Extrait retenu —
────────────────────────────────────────

L’article 15 bis D du texte a en outre été supprimé, après l’adoption de dix amendements identiques, motivés toutefois par des arguments différents. Pour rappel, cet article, ajouté par les députés en commission spéciale, supprimait l’objectif national intermédiaire de réduction de moitié de l’artificialisation sur la période 2021‑2031 par rapport à la décennie précédente, et confiait aux échelons régionaux, intercommunaux et communaux le soin d’organiser la fixation des objectifs de réduction de l’artificialisation. Pour les députés LFI, l’objectif était clairement de revenir sur un article "visant à rendre inopérant l’objectif ZAN" alors que pour l’exécutif l’article n’avait tout simplement pas sa place dans le projet de loi de "simplification de la vie économique". "Les travaux engagés sur la proposition de loi visant à instaurer une trajectoire de réduction de l’artificialisation concertée avec les élus locaux (Trace) doivent apporter les adaptations nécessaires pour conserver notre objectif de sobriété foncière, tout en évitant de stériliser certains territoires et de bloquer les grands projets indispensables à notre économie. Ces assouplissements ne peuvent intervenir au coup par coup, sans vision d’ensemble, dans des textes législatifs concurrents, qui pourraient s’avérer contradictoires ou inconciliables. Ils doivent donc s’inscrire dans un vecteur unique et structuré", a-t-il justifié dans son exposé des motifs.
Les ZFE à la trappe
Dans la soirée, les députés ont également voté l’article 15 ter supprimant les zones à faibles émissions (ZFE). Introduite en commission à l'initiative de LR et du RN, la suppression a été adoptée par 98 voix contre 51, grâce aux voix de l'alliance RN-UDR, de la droite, de LFI et de trois élus macronistes. Écologistes et socialistes ont largement voté contre, comme certains députés MoDem et Horizons. La ministre de la Transition écologique, Agnès Pannier-Runacher était opposée à la suppression, proposant sans succès, un compromis pour sanctuariser le fait que les ZFE ne seraient obligatoires qu'autour de Paris et Lyon, et instaurer toute une batterie d'exceptions à la main des collectivités qui veulent les mettre en place. "Ce ne sera pas possible de le faire même pour ceux qui le souhaitent", a déploré le ministère dans un communiqué, après le vote de l'Assemblée.
"La pollution de l'air cause plus de 8.000 décès prématurés chaque année en Ile-de-France", les ZFE sont "un outil indispensable pour protéger la santé publique et répondre à l'urgence climatique", a souligné la ville de Paris dans un communiqué, appelant "à rétablir cette mesure essentielle". Le maire écologiste de Lyon Grégory Doucet a dénoncé "un vote contre la santé des Français" et celui de Montpellier Michaël Delafosse (PS) "une erreur funeste pour les générations à venir".
Mais les ZFE sont critiquées, jusque dans les rangs du gouvernement, par de nombreux responsables politiques, notamment à droite, qui considèrent qu'elles excluent des catégories de la population ne pouvant acheter des véhicules moins polluants. "Je ne vais pas vous dire que je pleure", a réagi sur CNews et Europe 1 le ministre (LR) des Transports, Philippe Tabarot. "Le texte tel qu'il a été défini aujourd'hui est dépassé", a-t-il ajouté, appelant à améliorer le dispositif par "des mesures de bon sens", mais "certainement pas en montant les Français contre les Français".

────────────────────────────────────────

Énoncé de l'exercice —
Pour chacune des affirmations suivantes, indiquez par oui ou par non si elle concorde avec l'extrait retenu, en citant textuellement les mots de l'extrait qui tranchent. (a) La suppression des ZFE a été adoptée par 98 voix contre 51. (b) La ministre de la Transition écologique a soutenu la suppression des ZFE. (c) L'article 15 bis D avait été ajouté par les sénateurs. Les enregistrements proviennent d'une source distincte de l'extrait retenu.

────────────────────────────────────────

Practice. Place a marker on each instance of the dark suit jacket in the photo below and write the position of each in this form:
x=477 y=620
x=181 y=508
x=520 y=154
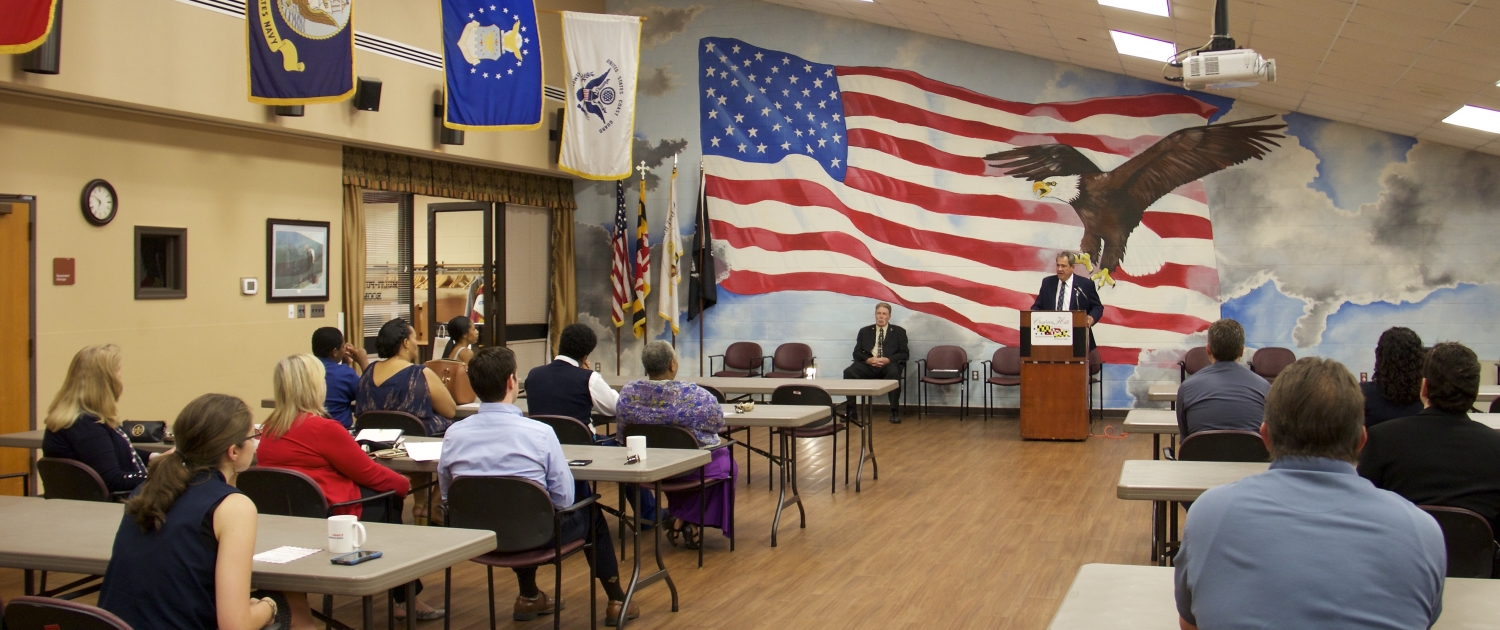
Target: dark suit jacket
x=894 y=344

────────────────────────────────────────

Corrigé de l'exercice —
(a) Oui : « la suppression a été adoptée par 98 voix contre 51 ».
(b) Non : « La ministre de la Transition écologique, Agnès Pannier-Runacher était opposée à la suppression ».
(c) Non : « cet article, ajouté par les députés en commission spéciale ».